• **Vorliegender Auszug**
====
Marcel Proust wohnte viele Sommer lang im Grand Hotel von Cabourg. Literaturfans können „sein“ Zimmer buchen. Es trägt die Nummer 414.

Melancholie war Marcel Proust nicht fremd. „Angesichts des traurigen Lebens, das ich führe, erscheint mir die Zeit in Cabourg wie eine Art schöner Traum“, schrieb Frankreichs vielleicht berühmtester Schriftsteller des 20. Jahrhunderts. Von 1907 bis 1914 verbrachte er jeden Sommer in dem normannischen Küstenstädtchen. Dabei logierte er stets im Grand Hotel. In seinem Zimmer mit Blick weit über den Ärmelkanal machte er sich auf „Die Suche nach der verlorenen Zeit“. Im zweiten Band seines wichtigsten Werkes heißt das Seebad allerdings Balbec. Inspiration holte der Schriftsteller sich bei der feinen Pariser Gesellschaft, die bekleidet mit Hüten, langen Kleidern oder im Anzug am Strand die Zeit vertrödelte.

Wenn Zeit Geld ist, ist demnach derjenige reich, der viel von diesem kostbaren Gut besitzt. „Unendlich viel Zeit“ ist deshalb der Leitspruch des 1907 erbauten Grand Hotels. Anfang des 20. Jahrhunderts galt das Haus als ultramodern. Es gab elektrisches Licht und Zentralheizung. Das gefiel auch dem asthmakranken Proust, der auf Kohlenstaub empfindlich reagierte und gewöhnlich bis zum Morgengrauen schrieb.
====
• **Datenauszug**
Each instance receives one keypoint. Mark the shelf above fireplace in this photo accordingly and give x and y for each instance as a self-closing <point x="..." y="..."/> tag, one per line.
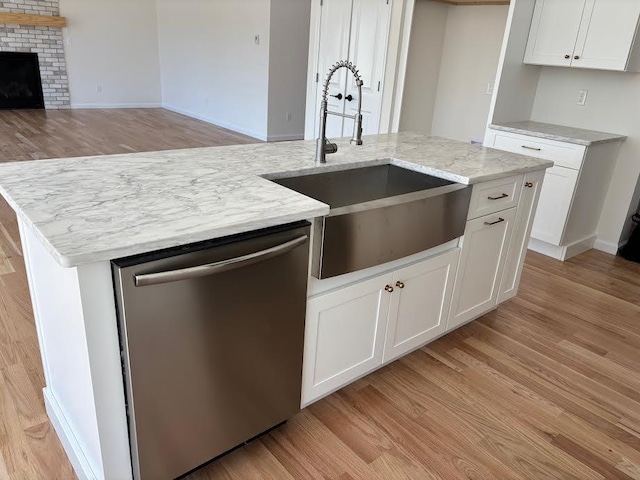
<point x="29" y="19"/>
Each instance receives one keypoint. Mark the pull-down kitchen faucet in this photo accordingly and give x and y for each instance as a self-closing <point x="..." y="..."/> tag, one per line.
<point x="323" y="145"/>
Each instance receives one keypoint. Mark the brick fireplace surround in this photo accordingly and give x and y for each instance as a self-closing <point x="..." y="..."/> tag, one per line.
<point x="47" y="42"/>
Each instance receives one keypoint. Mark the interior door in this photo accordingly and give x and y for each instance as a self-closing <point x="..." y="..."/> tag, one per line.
<point x="554" y="30"/>
<point x="368" y="51"/>
<point x="607" y="33"/>
<point x="335" y="30"/>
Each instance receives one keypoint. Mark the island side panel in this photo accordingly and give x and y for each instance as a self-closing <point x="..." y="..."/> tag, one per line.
<point x="76" y="323"/>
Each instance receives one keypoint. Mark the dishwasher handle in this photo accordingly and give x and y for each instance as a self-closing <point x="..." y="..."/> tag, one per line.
<point x="217" y="267"/>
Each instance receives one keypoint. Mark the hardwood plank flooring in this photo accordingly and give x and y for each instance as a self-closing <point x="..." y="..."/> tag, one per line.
<point x="546" y="386"/>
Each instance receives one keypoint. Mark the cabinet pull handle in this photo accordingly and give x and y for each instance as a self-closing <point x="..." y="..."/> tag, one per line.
<point x="488" y="224"/>
<point x="504" y="195"/>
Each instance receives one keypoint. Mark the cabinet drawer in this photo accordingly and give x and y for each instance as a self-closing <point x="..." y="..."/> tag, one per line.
<point x="566" y="155"/>
<point x="495" y="196"/>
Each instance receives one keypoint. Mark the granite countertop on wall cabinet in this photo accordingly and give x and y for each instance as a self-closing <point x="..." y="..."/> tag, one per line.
<point x="92" y="209"/>
<point x="559" y="133"/>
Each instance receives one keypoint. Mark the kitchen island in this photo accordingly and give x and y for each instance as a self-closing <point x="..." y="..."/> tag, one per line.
<point x="76" y="215"/>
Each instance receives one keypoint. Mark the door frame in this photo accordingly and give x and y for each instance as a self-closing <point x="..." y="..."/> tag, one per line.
<point x="394" y="70"/>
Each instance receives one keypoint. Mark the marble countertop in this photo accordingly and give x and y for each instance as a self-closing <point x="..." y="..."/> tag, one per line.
<point x="92" y="209"/>
<point x="559" y="133"/>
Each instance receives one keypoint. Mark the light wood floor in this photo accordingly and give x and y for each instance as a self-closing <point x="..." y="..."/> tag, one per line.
<point x="547" y="386"/>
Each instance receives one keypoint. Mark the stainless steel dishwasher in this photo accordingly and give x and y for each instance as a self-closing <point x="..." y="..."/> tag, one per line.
<point x="212" y="338"/>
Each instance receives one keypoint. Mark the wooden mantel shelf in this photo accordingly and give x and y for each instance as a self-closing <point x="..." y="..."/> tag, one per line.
<point x="28" y="19"/>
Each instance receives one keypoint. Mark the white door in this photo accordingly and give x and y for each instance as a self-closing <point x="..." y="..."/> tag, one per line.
<point x="335" y="32"/>
<point x="554" y="205"/>
<point x="368" y="51"/>
<point x="357" y="31"/>
<point x="420" y="304"/>
<point x="520" y="236"/>
<point x="607" y="34"/>
<point x="484" y="250"/>
<point x="344" y="336"/>
<point x="554" y="31"/>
====
• **Gestellte Aufgabe 1**
Schreiben Sie aus dem Text über Marcel Proust in Cabourg den Abschnitt von „Wenn Zeit Geld“ bis einschließlich „zum Morgengrauen schrieb.“ wortgetreu ab.
• **Gestellte Aufgabe 2**
Filtern Sie die Datensätze nach der Zeichenfolge „countertop“ und übernehmen Sie jede Zeile, die sie enthält.

• **Vollständige Antwort 1**
Wenn Zeit Geld ist, ist demnach derjenige reich, der viel von diesem kostbaren Gut besitzt. „Unendlich viel Zeit“ ist deshalb der Leitspruch des 1907 erbauten Grand Hotels. Anfang des 20. Jahrhunderts galt das Haus als ultramodern. Es gab elektrisches Licht und Zentralheizung. Das gefiel auch dem asthmakranken Proust, der auf Kohlenstaub empfindlich reagierte und gewöhnlich bis zum Morgengrauen schrieb.

• **Vollständige Antwort 2**
Each instance receives one keypoint. Mark the granite countertop on wall cabinet in this photo accordingly and give x and y for each instance as a self-closing <point x="..." y="..."/> tag, one per line.
Each instance receives one keypoint. Mark the marble countertop in this photo accordingly and give x and y for each instance as a self-closing <point x="..." y="..."/> tag, one per line.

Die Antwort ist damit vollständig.